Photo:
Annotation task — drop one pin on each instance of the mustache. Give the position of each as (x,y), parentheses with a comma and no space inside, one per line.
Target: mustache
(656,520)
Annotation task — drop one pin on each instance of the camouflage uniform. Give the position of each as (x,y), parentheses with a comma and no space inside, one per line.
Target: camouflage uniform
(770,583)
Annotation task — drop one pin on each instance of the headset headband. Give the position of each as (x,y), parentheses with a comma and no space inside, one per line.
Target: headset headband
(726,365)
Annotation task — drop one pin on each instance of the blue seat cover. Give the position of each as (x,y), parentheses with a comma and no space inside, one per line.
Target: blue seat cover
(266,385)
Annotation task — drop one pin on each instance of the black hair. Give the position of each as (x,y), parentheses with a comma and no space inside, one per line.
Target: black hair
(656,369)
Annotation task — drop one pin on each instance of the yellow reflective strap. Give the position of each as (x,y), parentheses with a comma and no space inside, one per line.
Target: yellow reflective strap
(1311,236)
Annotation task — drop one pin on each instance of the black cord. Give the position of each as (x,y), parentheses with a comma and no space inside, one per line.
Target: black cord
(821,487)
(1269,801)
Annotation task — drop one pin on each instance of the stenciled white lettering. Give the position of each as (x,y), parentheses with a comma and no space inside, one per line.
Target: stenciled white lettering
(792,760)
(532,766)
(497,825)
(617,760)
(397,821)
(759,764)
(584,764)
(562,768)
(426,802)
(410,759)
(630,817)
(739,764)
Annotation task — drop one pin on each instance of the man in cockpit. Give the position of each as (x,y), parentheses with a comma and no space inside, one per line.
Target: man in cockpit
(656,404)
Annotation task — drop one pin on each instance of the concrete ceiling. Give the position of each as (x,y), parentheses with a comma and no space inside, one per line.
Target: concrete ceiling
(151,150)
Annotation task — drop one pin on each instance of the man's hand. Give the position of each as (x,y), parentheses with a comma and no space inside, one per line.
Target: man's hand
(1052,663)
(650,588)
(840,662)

────────────────────

* [TASK PROMPT]: For this exercise, the records above must be returned exactly.

* [ANSWER SECTION]:
Photo:
Annotation task — drop one pin on each instance of the mustache. Give the position of each as (x,y), parentheses with a comma and no space inside, one per line.
Target: mustache
(656,520)
Annotation task — drop one pin on each instance of the camouflage uniform. Give the position of each as (x,y), parentheses with a comma and no space inside, one per line.
Target: camouflage uniform
(770,583)
Annotation task — drop one pin on each instance of the headset headband. Give the position of each as (x,y), parentheses with a comma and no space inside, one per line.
Target: headset headband
(726,365)
Annotation task — drop one pin on each instance of the blue seat cover. Give the position of each as (x,y), parentheses with a comma and no space inside, one per line.
Target: blue seat cover
(266,385)
Annotation task — drop one pin on each instance of the black hair. Give the position of each as (x,y), parentheses with a comma and no space inside, one per line.
Target: black hair
(656,369)
Annotation task — drop one pin on each instance of the yellow reflective strap. Give the position of each as (x,y), parentheses with a comma and no space inside, one per line.
Target: yellow reflective strap
(1311,236)
Annotation task — drop one pin on each instance of the black cord. Give the position of each as (x,y), parentheses with a comma and no space inside, one per line.
Target: black cord
(821,487)
(1269,801)
Annotation task — drop one pin on each instance of the stenciled white lettering. Give the position of each as (x,y), parentheses with a comma and no space inside, one per line.
Target: stenciled white lettering
(792,760)
(532,766)
(497,825)
(617,760)
(397,821)
(759,764)
(584,764)
(562,768)
(426,802)
(410,759)
(630,817)
(739,764)
Annotation task — drop one pin on each instance of the man in cockpit. Give the position of each as (x,y), parentheses with a comma and no space inside, one per line.
Target: man in cockpit
(656,404)
Annotation task — drop one pin on each instance of the concrete ceiling. Give the position of each as (x,y), parentheses with a comma and no space inside, one per line.
Target: concrete ceiling
(151,150)
Annotation task — drop one pin on each instance of the man's hand. Give the position of each as (x,y), parentheses with a comma and no space inside, one per line.
Target: man's hand
(1052,663)
(650,588)
(840,662)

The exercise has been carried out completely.